Kutipan dokumen ▸
________________

Rabu, 19 Desember 2012

Aku disiksa


Assalamu’alaikum wr.wb

Bismillah...
Apa yang kau rasakan jika orang yang kau cintai meremehkanmu, meragukanmu, menaruh dugaan bahwa kau tak mampu, bahkan mengataimu dengan sebutan tidak cerdas, terkadang malah lebih menyakitkan daripada kata “dasar bodoh!”. Sakitkah hatimu?
Jika aku menjadi dirimu, jari-jari yang mewakili menulis kata-kata menjadi kalimat kemudian menjadi paragraf ini akan bersaksi bahwa hati dan jiwaku tentu akan sakit.
Dalam pengertianku orang yang paling sering disakiti adalah orang yang paling disayangi. Orang yang menyayangi itu mungkin merasa berhak menyakiti orang yang disayanginya. Atas dasar apa? Aku mencoba menebak-nebak. Mungkin karena merasa sudah memberikan banyak hal kepada yang disayangi. Mungkin karena hilangnya kekhawatiran akan timbulnya kecewa atau perasaan tersiksa dari yang disayangi. Mungkin karena sudah bosan. Mungkin karena sudah tidak peduli. Mungkin memang ingin menyiksa. Atau karena ingin mencari gara-gara saja agar bisa mengakhiri hubungan—bagi yang berpacaran.  Kita sebut aja pihak yang merasa tersiksa ini dengan “korban”.

________________

Permintaan a ▸
Sebutkan berapa baris dalam catatan yang memuat kata "glass". Jawab hanya dengan angkanya.

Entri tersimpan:
________________

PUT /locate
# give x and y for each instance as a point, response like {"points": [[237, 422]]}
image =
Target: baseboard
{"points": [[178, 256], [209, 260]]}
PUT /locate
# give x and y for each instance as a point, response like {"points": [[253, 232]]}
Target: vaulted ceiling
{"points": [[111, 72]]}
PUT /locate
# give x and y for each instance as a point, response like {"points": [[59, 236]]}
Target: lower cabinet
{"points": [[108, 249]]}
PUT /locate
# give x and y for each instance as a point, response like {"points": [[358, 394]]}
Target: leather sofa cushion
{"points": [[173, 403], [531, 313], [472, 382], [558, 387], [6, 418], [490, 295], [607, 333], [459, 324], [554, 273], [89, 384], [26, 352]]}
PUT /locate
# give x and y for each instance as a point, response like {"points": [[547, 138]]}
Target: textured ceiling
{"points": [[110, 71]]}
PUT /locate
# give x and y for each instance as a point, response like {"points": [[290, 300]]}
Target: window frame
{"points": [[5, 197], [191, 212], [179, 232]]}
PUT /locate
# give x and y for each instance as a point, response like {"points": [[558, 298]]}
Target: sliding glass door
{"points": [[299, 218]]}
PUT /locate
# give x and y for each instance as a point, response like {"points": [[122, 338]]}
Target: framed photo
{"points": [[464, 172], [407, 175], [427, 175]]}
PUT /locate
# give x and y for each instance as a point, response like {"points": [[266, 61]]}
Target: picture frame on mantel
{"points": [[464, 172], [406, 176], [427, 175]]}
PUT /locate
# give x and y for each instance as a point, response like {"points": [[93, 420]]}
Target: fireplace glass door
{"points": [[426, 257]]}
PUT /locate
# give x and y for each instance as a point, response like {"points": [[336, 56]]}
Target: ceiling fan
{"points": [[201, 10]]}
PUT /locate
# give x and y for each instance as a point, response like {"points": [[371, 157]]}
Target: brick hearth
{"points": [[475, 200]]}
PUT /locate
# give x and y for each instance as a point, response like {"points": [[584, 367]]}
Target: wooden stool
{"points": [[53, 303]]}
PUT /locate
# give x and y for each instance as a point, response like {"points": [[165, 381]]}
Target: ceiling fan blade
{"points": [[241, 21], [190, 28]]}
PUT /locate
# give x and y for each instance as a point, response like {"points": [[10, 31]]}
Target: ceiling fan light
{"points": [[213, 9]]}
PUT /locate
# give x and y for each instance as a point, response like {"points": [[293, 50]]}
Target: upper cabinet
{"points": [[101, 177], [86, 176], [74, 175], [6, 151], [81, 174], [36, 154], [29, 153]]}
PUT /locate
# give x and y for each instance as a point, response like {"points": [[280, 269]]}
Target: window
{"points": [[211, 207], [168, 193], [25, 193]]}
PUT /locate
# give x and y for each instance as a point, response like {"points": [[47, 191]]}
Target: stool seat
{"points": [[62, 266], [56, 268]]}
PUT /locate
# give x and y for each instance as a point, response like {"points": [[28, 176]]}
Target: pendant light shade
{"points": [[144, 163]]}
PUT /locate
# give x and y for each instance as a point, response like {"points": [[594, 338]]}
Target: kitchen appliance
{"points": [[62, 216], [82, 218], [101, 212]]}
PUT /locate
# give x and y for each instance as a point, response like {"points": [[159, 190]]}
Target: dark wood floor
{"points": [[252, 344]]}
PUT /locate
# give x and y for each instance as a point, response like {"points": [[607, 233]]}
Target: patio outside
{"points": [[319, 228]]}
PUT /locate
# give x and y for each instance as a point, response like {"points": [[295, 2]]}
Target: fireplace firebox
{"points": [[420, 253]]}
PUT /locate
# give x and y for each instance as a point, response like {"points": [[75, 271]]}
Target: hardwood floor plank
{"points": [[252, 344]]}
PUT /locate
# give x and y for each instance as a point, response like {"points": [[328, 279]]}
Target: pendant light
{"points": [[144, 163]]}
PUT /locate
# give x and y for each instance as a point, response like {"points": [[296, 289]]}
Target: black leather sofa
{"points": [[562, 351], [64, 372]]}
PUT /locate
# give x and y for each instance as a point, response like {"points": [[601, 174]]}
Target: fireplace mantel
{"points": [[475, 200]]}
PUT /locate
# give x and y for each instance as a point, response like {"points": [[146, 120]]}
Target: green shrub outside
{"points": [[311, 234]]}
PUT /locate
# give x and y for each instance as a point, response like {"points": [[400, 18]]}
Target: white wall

________________

Permintaan b ▸
Dalam kutipan dokumen, sebutan apa yang diberikan kepada pihak yang merasa tersiksa?

Jawaban benar a ▸
2

Jawaban benar b ▸
Pihak yang merasa tersiksa disebut "korban".